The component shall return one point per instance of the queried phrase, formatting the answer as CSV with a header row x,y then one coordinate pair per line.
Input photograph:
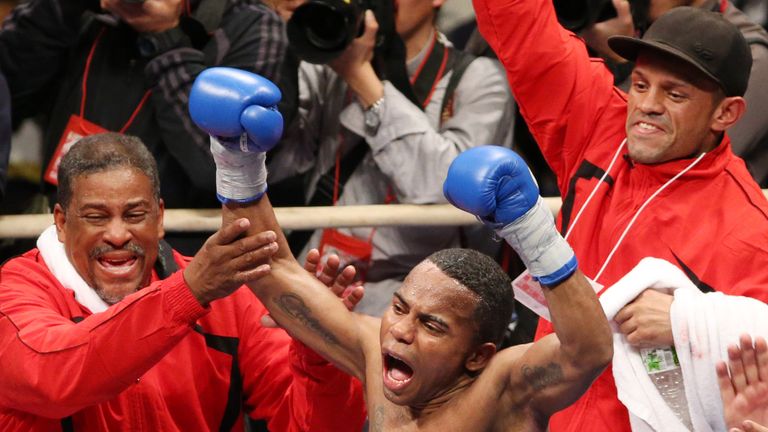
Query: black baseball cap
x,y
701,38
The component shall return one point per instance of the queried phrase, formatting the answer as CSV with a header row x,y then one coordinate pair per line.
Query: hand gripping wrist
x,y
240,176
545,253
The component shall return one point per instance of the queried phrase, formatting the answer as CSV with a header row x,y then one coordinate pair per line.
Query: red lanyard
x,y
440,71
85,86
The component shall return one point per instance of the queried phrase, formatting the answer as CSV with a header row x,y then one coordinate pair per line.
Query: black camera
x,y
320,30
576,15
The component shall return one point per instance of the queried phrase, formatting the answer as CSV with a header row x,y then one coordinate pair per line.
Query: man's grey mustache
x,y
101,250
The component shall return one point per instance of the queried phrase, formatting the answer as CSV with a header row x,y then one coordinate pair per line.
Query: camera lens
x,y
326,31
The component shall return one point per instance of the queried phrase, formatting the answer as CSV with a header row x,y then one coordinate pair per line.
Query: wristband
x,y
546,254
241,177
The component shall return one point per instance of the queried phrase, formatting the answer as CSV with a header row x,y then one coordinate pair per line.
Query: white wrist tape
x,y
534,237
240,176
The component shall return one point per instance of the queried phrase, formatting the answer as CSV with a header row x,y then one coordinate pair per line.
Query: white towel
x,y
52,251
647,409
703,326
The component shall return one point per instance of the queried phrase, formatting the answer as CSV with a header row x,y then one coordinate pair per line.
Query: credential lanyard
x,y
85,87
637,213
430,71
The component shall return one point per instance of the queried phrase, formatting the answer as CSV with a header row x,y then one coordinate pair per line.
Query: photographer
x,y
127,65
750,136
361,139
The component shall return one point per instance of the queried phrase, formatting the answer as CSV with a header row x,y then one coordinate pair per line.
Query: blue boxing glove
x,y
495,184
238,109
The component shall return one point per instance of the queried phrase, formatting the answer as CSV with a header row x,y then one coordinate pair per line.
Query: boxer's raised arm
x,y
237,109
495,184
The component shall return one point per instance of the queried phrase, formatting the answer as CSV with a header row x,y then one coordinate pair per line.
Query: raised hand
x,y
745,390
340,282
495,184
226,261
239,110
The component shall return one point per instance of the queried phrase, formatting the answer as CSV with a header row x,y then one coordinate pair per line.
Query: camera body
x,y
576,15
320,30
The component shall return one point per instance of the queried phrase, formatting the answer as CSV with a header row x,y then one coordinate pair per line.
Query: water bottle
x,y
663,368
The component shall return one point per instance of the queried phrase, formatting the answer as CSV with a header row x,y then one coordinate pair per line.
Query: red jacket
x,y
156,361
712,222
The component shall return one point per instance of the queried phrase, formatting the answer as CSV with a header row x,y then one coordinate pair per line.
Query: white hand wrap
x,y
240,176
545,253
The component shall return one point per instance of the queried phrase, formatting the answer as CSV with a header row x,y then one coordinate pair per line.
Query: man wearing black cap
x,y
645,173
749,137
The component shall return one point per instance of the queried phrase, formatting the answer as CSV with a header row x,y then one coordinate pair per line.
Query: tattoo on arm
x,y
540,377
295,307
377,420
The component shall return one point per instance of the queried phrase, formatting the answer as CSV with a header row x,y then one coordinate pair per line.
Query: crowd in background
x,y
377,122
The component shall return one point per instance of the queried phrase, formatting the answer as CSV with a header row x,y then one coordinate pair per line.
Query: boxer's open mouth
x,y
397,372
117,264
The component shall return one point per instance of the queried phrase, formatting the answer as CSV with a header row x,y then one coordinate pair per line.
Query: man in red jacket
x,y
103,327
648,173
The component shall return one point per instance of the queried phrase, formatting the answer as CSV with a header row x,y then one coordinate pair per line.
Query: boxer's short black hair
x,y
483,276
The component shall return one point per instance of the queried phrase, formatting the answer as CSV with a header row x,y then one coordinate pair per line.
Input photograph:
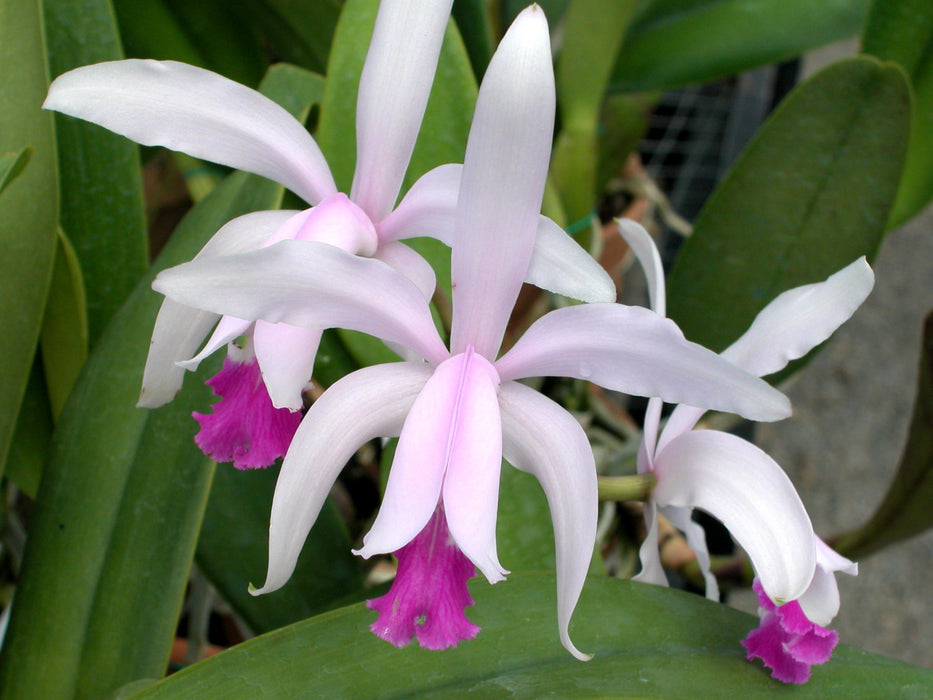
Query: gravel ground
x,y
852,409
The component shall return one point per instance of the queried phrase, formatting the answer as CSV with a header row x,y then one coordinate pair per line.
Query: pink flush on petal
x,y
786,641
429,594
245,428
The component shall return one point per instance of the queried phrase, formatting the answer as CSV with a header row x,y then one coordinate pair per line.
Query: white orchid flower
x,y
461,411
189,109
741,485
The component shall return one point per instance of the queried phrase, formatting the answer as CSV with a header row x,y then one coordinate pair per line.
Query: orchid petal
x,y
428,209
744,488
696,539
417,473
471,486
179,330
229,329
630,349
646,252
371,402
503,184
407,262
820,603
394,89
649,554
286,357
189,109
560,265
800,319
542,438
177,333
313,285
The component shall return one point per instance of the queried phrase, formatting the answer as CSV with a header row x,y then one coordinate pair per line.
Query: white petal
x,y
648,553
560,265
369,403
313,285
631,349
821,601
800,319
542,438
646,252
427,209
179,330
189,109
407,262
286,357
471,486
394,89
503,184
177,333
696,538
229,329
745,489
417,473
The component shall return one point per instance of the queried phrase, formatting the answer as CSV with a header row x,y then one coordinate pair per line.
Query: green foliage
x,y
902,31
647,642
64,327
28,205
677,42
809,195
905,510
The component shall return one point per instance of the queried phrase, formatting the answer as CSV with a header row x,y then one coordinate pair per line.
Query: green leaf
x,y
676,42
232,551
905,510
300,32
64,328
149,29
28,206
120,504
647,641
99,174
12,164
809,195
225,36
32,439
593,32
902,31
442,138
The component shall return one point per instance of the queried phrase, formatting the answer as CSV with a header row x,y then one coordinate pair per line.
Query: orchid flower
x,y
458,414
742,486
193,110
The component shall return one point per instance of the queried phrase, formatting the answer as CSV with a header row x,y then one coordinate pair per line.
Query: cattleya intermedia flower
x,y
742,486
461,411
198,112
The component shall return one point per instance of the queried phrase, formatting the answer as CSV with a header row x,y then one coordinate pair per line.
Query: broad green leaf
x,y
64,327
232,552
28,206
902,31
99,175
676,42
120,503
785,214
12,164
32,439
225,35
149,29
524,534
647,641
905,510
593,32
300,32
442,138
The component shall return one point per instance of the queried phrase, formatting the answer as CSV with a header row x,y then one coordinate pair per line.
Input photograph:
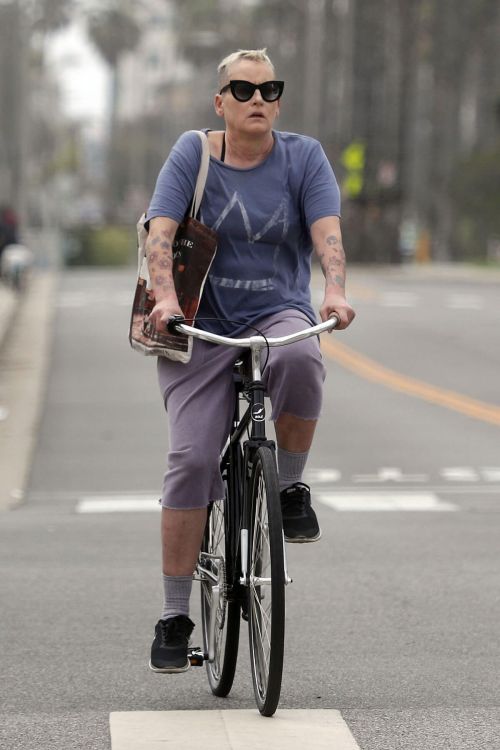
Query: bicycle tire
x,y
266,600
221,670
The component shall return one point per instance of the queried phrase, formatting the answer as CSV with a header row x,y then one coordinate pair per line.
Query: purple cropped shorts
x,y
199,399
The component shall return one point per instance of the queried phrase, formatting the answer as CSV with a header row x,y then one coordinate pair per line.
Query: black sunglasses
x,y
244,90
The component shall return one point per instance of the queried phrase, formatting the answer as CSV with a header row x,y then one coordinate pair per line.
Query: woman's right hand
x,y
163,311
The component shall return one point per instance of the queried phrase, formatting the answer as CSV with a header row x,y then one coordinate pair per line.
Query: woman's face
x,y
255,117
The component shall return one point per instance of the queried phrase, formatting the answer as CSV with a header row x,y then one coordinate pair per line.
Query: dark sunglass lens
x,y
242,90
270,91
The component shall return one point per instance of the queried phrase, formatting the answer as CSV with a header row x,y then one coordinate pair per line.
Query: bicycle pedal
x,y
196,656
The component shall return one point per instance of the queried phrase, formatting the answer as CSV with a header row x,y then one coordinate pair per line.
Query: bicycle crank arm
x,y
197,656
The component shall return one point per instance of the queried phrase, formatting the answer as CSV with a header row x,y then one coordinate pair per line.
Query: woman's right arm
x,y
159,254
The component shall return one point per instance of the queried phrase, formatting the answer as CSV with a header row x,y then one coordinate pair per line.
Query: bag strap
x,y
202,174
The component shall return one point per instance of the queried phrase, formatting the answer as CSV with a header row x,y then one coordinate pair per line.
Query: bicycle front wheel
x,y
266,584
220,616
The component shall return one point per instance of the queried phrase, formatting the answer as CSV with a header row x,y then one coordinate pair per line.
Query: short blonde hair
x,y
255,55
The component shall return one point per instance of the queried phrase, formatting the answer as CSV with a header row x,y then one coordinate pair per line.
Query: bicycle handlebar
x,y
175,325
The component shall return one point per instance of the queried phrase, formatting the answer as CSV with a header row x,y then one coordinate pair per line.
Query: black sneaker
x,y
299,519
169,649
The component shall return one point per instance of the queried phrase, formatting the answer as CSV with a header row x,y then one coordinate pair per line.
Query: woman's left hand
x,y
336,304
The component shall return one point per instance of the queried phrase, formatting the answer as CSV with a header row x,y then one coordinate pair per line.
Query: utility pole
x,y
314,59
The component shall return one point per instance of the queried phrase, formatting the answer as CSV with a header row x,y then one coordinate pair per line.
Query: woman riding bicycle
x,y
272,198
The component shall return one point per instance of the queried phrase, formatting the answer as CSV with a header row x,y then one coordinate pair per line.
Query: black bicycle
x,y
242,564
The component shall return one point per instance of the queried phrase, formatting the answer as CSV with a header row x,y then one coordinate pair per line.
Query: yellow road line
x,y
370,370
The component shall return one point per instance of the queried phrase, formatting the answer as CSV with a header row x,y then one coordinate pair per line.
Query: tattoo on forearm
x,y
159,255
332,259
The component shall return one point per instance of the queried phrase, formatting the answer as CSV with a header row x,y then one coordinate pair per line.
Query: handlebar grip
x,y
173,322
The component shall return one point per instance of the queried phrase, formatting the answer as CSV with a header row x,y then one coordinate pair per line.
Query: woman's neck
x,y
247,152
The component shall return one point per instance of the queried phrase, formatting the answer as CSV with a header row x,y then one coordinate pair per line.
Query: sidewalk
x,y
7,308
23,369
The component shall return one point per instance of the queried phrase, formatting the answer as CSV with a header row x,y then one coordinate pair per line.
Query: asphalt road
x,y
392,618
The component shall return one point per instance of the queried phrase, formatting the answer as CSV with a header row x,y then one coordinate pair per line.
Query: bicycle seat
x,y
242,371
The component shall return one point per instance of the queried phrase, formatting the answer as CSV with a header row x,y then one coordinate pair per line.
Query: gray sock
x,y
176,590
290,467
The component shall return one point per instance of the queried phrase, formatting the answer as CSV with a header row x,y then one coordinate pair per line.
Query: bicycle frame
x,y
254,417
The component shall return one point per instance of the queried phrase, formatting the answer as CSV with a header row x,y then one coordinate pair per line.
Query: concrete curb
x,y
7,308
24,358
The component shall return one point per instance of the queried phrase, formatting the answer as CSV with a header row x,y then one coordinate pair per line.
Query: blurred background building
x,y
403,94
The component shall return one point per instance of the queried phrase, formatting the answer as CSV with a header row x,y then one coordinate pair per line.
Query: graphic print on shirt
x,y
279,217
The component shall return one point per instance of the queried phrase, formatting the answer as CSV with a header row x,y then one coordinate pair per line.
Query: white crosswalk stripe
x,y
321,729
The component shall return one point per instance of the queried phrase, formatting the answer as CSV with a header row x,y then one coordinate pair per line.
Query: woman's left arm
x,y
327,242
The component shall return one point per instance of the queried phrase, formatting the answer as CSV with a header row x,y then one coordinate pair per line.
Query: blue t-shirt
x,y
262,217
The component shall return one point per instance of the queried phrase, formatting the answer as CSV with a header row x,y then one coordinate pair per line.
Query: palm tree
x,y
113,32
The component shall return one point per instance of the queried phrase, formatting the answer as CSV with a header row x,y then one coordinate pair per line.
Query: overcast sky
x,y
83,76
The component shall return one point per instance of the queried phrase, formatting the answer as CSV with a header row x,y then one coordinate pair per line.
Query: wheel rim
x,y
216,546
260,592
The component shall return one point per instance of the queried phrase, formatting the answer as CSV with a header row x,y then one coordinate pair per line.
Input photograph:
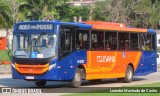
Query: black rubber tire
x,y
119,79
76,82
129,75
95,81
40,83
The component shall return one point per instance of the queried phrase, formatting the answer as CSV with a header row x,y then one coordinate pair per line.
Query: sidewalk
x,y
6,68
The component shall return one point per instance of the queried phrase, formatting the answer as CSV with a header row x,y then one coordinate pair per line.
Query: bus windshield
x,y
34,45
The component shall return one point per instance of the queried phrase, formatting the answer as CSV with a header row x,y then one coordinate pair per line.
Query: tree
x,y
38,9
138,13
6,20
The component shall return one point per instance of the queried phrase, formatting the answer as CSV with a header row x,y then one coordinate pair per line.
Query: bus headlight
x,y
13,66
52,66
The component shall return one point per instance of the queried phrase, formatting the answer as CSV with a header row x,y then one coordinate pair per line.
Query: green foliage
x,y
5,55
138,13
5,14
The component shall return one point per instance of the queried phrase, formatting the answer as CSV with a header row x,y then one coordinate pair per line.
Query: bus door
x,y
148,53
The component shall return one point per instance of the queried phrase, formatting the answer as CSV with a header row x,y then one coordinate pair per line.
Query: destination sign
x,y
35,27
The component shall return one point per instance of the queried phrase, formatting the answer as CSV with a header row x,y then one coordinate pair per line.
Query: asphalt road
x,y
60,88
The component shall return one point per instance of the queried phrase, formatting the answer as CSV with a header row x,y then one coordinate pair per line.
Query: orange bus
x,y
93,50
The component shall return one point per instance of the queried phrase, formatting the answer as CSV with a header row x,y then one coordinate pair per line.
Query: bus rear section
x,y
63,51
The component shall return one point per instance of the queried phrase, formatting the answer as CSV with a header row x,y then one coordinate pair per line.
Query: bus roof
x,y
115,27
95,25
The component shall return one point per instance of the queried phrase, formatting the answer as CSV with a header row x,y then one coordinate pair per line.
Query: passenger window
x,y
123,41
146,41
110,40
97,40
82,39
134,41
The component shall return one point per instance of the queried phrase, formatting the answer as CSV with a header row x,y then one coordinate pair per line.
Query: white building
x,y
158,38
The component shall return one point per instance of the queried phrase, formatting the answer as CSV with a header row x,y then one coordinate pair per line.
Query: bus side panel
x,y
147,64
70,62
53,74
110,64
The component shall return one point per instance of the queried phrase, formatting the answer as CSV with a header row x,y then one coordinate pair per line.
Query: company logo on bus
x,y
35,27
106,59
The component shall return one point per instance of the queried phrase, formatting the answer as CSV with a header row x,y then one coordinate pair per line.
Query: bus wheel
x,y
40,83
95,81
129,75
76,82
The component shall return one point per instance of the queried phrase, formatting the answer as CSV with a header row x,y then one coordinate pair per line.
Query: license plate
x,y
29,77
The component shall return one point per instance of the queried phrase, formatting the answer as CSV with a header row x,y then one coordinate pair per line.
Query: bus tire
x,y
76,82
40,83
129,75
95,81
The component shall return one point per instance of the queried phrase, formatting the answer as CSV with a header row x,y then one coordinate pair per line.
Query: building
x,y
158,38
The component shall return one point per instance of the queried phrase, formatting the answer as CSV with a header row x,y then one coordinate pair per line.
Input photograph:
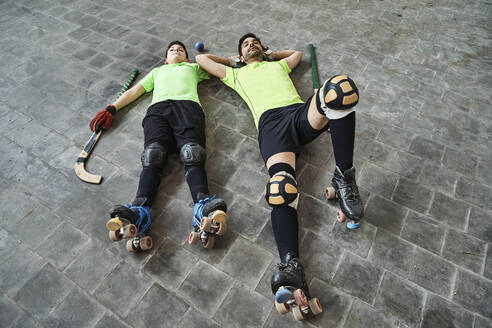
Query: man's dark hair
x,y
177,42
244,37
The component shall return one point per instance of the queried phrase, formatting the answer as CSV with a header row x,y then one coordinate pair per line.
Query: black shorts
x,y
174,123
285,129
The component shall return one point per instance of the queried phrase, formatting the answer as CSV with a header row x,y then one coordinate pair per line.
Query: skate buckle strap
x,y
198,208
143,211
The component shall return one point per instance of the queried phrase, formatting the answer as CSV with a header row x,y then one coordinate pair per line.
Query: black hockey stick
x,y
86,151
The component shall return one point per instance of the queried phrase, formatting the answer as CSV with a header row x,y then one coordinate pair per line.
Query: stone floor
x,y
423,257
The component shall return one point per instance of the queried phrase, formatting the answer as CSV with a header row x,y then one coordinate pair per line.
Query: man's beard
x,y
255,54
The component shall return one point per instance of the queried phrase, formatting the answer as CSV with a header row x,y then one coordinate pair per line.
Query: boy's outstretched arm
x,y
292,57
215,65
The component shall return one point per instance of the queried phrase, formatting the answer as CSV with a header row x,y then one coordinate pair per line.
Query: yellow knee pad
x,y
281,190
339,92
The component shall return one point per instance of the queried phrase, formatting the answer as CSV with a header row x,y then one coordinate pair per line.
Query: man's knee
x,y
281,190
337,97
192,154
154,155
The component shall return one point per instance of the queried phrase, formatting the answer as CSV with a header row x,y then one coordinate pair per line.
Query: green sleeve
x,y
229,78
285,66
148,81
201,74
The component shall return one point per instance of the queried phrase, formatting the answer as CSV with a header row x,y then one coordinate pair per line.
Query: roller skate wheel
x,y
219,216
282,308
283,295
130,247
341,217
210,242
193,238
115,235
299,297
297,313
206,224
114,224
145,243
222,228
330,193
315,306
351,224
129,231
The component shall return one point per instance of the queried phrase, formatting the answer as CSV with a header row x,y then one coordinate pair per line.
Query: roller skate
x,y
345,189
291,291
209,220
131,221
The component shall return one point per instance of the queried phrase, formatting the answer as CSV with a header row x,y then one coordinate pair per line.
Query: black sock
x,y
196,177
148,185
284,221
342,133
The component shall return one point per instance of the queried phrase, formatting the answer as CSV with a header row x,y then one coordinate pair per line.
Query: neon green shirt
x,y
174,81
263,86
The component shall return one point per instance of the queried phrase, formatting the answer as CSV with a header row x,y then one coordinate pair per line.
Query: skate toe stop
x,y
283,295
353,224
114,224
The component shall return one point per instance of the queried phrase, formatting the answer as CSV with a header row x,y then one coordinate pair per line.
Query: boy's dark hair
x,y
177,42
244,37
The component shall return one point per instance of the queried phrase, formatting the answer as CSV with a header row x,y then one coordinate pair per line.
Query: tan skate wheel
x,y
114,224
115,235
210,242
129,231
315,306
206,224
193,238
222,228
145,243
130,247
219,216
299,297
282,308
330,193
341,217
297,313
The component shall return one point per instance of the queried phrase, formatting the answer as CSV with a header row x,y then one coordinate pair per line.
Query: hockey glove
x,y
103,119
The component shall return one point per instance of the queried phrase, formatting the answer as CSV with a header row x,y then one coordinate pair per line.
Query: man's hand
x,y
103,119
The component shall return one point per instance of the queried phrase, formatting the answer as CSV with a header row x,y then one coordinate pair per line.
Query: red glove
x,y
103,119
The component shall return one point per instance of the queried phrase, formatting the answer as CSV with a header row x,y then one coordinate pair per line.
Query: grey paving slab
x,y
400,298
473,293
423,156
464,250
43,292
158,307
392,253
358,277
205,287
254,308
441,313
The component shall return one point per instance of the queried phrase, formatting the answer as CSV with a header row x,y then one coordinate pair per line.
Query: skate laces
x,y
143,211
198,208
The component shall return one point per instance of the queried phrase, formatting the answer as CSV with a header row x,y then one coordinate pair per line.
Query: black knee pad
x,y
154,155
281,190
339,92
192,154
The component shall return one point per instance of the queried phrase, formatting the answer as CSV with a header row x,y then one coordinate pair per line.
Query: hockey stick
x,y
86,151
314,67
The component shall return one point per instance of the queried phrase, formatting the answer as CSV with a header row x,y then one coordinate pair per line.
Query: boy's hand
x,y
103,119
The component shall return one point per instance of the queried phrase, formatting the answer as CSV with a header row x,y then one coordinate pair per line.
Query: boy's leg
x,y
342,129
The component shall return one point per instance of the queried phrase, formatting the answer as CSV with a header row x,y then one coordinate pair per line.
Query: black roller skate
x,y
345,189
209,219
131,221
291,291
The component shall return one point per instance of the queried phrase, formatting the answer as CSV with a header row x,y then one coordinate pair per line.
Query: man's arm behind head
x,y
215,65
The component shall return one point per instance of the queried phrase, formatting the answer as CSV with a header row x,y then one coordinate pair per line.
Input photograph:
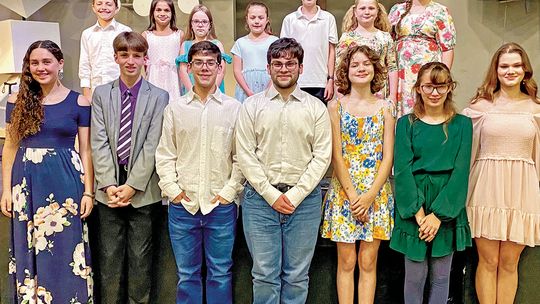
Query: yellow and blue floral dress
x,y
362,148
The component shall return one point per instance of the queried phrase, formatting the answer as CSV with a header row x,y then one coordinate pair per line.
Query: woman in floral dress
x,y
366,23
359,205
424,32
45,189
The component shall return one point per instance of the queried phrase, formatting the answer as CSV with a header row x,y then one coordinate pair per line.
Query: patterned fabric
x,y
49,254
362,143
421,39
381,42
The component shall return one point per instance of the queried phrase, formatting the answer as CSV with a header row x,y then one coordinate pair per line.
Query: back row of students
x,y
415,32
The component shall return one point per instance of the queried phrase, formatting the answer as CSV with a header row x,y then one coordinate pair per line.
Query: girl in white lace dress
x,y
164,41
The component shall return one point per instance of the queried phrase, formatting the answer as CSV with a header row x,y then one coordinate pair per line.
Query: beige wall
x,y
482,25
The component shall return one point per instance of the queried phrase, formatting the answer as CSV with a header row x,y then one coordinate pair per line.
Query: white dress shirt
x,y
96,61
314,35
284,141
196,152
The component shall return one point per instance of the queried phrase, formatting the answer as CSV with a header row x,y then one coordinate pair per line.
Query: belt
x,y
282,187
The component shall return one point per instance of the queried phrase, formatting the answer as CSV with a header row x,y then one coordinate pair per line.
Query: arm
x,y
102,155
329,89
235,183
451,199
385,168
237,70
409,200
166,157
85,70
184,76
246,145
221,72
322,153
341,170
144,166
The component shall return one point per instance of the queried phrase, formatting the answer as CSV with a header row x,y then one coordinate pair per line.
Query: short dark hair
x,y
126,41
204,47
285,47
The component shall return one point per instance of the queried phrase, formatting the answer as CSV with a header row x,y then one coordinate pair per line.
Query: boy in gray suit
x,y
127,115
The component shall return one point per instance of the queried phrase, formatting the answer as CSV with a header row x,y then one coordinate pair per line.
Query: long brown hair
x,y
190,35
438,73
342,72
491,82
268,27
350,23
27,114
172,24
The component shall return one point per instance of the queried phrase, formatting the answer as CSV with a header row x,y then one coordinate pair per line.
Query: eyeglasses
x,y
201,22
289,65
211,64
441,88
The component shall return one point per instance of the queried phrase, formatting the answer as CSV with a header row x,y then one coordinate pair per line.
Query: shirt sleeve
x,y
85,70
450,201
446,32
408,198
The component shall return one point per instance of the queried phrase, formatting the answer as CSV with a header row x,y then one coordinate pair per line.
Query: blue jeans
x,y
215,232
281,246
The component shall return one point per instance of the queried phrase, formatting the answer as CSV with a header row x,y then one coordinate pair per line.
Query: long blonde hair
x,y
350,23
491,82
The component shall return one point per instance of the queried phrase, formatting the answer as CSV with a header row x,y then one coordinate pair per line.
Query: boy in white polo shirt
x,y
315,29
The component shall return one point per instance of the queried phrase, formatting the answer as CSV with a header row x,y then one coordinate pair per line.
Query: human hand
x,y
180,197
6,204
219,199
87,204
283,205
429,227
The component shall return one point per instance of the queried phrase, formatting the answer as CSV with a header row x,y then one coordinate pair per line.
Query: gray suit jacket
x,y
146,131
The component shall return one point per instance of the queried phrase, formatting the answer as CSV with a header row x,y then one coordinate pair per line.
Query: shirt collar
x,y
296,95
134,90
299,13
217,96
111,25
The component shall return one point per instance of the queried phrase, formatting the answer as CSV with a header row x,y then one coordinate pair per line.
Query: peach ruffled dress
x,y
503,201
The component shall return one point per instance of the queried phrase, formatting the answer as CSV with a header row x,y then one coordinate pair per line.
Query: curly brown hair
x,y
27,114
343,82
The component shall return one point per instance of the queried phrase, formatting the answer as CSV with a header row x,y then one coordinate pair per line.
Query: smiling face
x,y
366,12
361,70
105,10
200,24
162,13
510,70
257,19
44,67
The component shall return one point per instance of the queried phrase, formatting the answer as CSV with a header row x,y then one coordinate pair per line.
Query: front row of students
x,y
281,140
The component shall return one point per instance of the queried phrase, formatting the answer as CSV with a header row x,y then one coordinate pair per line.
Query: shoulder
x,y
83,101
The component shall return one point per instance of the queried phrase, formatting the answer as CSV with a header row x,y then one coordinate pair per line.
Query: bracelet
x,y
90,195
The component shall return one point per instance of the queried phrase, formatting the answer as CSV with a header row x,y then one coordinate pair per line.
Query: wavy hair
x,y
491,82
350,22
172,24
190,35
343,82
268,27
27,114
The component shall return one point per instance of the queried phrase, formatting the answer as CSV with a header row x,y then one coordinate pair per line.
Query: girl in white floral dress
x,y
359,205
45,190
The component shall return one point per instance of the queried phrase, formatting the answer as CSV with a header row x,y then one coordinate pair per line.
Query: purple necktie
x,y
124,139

==*==

**WHAT TO DO:** Each line from the one that contains "Query: girl in white floral dress" to the end of the data should be set down exactly, both ends included.

**SOLUTION TO THIS EXERCISE:**
Query: girl in white floral dress
x,y
359,205
45,190
The component shall return one point per instance of the queried phrase, formatting the answer as CSV with a header row x,y then one coordinate pair per line.
Query: purple necktie
x,y
124,139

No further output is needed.